- [TASK PROMPT]: The records that follow are to be transcribed word for word.

- [EXERCISE INPUTS]:

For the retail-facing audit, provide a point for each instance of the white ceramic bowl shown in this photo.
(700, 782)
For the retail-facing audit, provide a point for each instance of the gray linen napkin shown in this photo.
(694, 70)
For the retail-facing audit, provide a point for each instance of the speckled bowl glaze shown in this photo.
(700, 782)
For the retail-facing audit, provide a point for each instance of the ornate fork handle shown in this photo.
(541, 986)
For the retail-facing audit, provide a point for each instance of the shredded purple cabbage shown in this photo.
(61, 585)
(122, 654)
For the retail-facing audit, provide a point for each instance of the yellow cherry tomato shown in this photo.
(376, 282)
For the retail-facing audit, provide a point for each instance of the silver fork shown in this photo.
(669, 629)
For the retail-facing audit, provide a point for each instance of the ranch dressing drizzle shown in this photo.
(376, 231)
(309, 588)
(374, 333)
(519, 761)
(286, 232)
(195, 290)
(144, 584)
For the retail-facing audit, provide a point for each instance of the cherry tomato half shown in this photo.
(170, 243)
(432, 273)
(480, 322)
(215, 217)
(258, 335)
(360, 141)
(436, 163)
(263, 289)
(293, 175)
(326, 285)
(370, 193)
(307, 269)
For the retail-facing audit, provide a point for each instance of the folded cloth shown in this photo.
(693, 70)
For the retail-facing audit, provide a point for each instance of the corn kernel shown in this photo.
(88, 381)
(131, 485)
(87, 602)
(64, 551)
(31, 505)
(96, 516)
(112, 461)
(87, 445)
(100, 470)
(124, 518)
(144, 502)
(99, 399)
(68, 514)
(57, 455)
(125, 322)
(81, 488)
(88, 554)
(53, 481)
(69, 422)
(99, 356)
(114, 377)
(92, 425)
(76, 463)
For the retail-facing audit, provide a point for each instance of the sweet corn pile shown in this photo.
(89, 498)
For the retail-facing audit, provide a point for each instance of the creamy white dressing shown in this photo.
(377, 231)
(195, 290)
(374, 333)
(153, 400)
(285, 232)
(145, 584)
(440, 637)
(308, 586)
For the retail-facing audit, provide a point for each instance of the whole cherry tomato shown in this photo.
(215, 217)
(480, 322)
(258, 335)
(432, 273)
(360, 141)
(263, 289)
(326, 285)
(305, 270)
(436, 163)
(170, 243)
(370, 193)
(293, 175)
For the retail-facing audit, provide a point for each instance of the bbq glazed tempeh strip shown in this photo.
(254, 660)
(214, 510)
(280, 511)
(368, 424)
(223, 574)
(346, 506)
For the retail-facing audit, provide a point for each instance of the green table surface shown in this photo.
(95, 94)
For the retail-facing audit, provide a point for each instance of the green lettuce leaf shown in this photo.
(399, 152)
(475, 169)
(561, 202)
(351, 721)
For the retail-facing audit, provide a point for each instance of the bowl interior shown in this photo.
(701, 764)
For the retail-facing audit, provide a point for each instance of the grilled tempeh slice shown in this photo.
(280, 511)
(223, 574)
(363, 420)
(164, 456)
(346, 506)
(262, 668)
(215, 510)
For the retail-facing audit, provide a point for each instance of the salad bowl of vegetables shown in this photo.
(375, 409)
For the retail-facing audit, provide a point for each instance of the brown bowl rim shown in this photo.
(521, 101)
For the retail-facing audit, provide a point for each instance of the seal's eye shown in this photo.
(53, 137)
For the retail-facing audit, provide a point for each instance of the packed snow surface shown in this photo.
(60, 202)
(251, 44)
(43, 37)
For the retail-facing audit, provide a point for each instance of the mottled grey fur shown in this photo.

- [EXERCISE ANSWER]:
For the retail-facing audit, provide a point for each instance of the white ceramic bowl shown in this photo.
(700, 782)
For the retail-facing audit, provide a point for each instance of the gray linen napkin shown in this photo.
(694, 70)
For the retail-facing audit, provide a point for each instance of the speckled bowl glaze shown in this photo.
(700, 782)
For the retail-facing audit, provide a point for each instance of the ornate fork handle shown in this photo.
(541, 986)
For the retail-facing audit, provide a point for each instance of the shredded purple cabbage shown in this photo.
(61, 585)
(122, 654)
For the retail-facing audit, provide a point for each instance of the yellow cherry tomato shown in this photo.
(376, 282)
For the retail-facing audit, provide a point for each instance of the silver fork shown in this photo.
(669, 629)
For the retail-facing audit, provide a point for each instance of the ranch dressing drizzle shown in this photo.
(376, 231)
(309, 588)
(374, 333)
(519, 761)
(286, 232)
(195, 290)
(144, 584)
For the retail-facing audit, provide a point for each instance of the cherry tomato half shown in this photo.
(170, 243)
(432, 273)
(480, 322)
(215, 217)
(258, 335)
(360, 141)
(436, 163)
(263, 289)
(293, 175)
(326, 285)
(370, 193)
(307, 269)
For the retail-facing audit, provide a point for each instance of the folded cloth shown in this photo.
(693, 70)
For the retail-facing audit, provide a point for each instance of the corn kernel shown in this photo.
(88, 381)
(131, 485)
(87, 602)
(64, 551)
(31, 505)
(96, 516)
(112, 461)
(87, 445)
(100, 470)
(124, 518)
(144, 502)
(99, 399)
(68, 514)
(57, 455)
(125, 322)
(81, 488)
(88, 554)
(53, 481)
(69, 422)
(99, 356)
(114, 377)
(92, 425)
(76, 463)
For the retail-facing audit, provide a point for each instance of the sweet corn pile shown in this photo.
(89, 498)
For the retail-facing audit, provide a point for each instance of the creamy white dressing shown in this photo.
(377, 231)
(195, 290)
(374, 333)
(153, 400)
(285, 232)
(145, 584)
(440, 637)
(308, 586)
For the retail-facing audit, provide a point for each instance of the whole cherry tomato shown in this photo.
(215, 217)
(480, 322)
(258, 335)
(432, 273)
(360, 141)
(263, 289)
(326, 285)
(305, 270)
(436, 163)
(170, 243)
(370, 193)
(293, 175)
For the retail-facing audit, provide a point for each instance of the bbq glazed tempeh strip shown in this photo.
(254, 660)
(214, 510)
(280, 511)
(368, 424)
(223, 574)
(346, 506)
For the retail-facing audit, provide a point for each instance of the green table surface shown in this photo.
(95, 94)
For the retail-facing audit, provide a point for each instance of the green lettuce leaf shown in this photo.
(399, 152)
(475, 169)
(561, 202)
(351, 721)
For the retail-facing audit, provide a point for each instance of the bowl interior shown in this photo.
(701, 764)
For the retail-facing audit, provide a point for each instance of the grilled tempeh slice shown in this photo.
(280, 511)
(223, 574)
(363, 420)
(164, 456)
(346, 506)
(262, 668)
(215, 510)
For the retail-facing audit, provide a point for each instance of the salad bowl of vegetables shown in this photo.
(375, 409)
For the retail-facing audit, provide a point for each instance of the brown bowl rim shown in this photo.
(521, 101)
For the retail-facing audit, provide a point for each instance of the seal's eye shown in this photo.
(53, 137)
For the retail-facing audit, provide a point for each instance of the packed snow surface shown in this photo.
(60, 202)
(251, 44)
(43, 37)
For the retail-facing audit, provide a point for each instance of the mottled grey fur shown in this photo.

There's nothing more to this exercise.